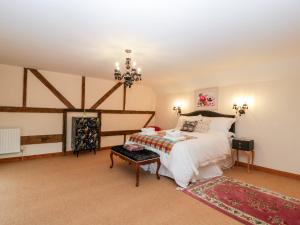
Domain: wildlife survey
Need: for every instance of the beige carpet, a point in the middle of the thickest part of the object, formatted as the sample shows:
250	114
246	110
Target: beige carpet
______________________________
» Task objective
Rewrite the material with "beige carpet" switched to "gray rug" everywhere it occurs, keeping everything else the same. Leave out the pictures.

» Answer for this exercise
Domain: wildlife survey
Need: for every instance of the gray rug, a point in the middle of the thickest part of the object, formatted as the sample shows:
250	114
246	110
Target: gray rug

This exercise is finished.